→ **Enunciado del ejercicio**
Imprime tal cual el fragmento del texto sobre los padres de la Iglesia que empieza con las palabras "Después de decir" y termina con "canónicos son autoautentificables.".
───── Texto del ejercicio
Jerónimo (que murió alrededor del 420 d. C.) defiende la Epístola a Filemón sobre la base de que es «un documento que contiene mucho de la belleza del evangelio», lo que es la «marca de su inspiración». También apela al poder de las palabras de la Escritura cuando defiende la epístola de Judas frente a sus críticos. Los que rechazan Judas, escribe él, «no comprenden el poder y la sabiduría que están ocultas tras cada una de las palabras».
Juan Crisóstomo (que murió alrededor del 407 d.C.) declara que en el evangelio de Juan no hay «nada falso» porque el evangelio «emite una voz que es más dulce y provechosa que la de cualquier arpista o cualquier música… algo grandioso y sublime».
Justo antes de citar Mateo 4:17 y Filipenses 4:5, Clemente de Alejandría (que murió alrededor del 215 d.C.) dice que podemos distinguir las palabras humanas de las palabras de la Escritura porque «nadie queda tan impresionado por las exhortaciones de cualquier santo como por las palabras del propio Señor».
Después de decir que la propia voz de Dios es la demostración más segura de la divinidad de la Escritura, Clemente ilustra este principio apelando a la historia de las sirenas: «Los cantos de las sirenas mostraban un poder sobrehumano que fascinaba a los que se acercaban y los convencía, casi contra su voluntad, de que aceptaran lo que se decía». No podemos dejar de ver lo que quiso transmitir: el poder de la Palabra de Dios, de forma casi irresistible, convence a las personas para que la acepten.
Estos ejemplos (y podríamos añadir más) bastan para demostrar que los padres de la Iglesia primitiva creían que la evidencia de la canonicidad de los libros puede encontrarse en los propios libros. En otras palabras, los libros canónicos son autoautentificables.
──────────
───── Datos proporcionados
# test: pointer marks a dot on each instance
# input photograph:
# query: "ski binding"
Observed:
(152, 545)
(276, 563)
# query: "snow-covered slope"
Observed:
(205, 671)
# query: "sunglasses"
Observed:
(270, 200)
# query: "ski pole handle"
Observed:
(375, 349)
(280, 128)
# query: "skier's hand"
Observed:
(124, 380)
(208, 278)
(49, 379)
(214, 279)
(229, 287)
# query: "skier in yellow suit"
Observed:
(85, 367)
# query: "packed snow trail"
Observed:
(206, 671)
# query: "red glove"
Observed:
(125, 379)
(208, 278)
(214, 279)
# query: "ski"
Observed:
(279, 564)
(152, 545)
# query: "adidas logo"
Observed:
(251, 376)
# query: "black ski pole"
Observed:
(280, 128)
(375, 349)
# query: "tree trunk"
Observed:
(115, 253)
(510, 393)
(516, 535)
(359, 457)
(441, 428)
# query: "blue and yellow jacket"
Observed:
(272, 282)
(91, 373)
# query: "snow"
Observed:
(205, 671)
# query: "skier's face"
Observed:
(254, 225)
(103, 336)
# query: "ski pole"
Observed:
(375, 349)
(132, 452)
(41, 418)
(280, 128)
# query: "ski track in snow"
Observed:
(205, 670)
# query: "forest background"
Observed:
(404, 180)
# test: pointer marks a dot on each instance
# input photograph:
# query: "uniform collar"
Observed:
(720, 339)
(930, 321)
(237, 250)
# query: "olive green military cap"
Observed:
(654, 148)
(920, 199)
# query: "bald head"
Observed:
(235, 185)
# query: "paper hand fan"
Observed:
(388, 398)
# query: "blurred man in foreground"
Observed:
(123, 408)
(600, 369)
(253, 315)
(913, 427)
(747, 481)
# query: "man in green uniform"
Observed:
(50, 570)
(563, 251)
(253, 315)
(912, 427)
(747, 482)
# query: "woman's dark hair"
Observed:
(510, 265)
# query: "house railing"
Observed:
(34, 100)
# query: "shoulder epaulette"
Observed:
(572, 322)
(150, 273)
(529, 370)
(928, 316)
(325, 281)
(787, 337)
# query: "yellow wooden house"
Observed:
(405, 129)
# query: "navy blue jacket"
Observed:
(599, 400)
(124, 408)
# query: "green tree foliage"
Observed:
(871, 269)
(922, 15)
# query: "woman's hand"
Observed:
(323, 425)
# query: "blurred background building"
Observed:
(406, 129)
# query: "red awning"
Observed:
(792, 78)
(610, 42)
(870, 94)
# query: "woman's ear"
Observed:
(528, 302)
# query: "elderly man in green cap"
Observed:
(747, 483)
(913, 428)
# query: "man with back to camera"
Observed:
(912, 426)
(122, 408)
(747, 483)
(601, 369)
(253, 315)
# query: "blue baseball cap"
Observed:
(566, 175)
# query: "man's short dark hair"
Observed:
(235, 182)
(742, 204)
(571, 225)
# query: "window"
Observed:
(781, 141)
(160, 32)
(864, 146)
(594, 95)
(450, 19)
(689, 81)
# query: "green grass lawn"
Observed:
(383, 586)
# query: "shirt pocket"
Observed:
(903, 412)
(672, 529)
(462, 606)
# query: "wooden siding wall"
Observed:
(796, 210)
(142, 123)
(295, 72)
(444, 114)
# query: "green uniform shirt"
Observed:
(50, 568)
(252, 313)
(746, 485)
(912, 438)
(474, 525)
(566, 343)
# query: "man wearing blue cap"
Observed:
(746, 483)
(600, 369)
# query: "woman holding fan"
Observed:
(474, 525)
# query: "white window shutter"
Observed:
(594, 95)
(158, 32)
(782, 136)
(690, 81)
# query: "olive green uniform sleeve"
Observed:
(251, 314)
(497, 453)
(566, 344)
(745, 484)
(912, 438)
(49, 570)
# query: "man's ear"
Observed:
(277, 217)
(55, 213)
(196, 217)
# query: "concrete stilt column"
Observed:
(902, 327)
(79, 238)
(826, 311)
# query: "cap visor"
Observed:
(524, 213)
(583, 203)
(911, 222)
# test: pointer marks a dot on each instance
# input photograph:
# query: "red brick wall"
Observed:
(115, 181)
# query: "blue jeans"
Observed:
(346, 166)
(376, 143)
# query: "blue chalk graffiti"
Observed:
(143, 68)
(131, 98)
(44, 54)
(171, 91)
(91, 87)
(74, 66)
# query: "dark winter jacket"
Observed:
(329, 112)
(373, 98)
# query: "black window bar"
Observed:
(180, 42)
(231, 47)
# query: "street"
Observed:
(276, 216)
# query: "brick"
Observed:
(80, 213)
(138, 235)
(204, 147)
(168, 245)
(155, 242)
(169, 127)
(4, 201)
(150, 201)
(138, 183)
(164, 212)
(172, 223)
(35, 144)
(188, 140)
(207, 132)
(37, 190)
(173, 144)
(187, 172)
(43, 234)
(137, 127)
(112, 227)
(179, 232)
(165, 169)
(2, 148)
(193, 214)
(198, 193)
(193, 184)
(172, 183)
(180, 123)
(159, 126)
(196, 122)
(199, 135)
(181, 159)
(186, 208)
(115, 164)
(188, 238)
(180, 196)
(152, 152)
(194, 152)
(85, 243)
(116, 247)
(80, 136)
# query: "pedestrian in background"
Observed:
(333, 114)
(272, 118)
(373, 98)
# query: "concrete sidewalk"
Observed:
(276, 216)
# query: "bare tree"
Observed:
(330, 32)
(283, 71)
──────────
→ **Respuesta**
Después de decir que la propia voz de Dios es la demostración más segura de la divinidad de la Escritura, Clemente ilustra este principio apelando a la historia de las sirenas: «Los cantos de las sirenas mostraban un poder sobrehumano que fascinaba a los que se acercaban y los convencía, casi contra su voluntad, de que aceptaran lo que se decía». No podemos dejar de ver lo que quiso transmitir: el poder de la Palabra de Dios, de forma casi irresistible, convence a las personas para que la acepten.
Estos ejemplos (y podríamos añadir más) bastan para demostrar que los padres de la Iglesia primitiva creían que la evidencia de la canonicidad de los libros puede encontrarse en los propios libros. En otras palabras, los libros canónicos son autoautentificables.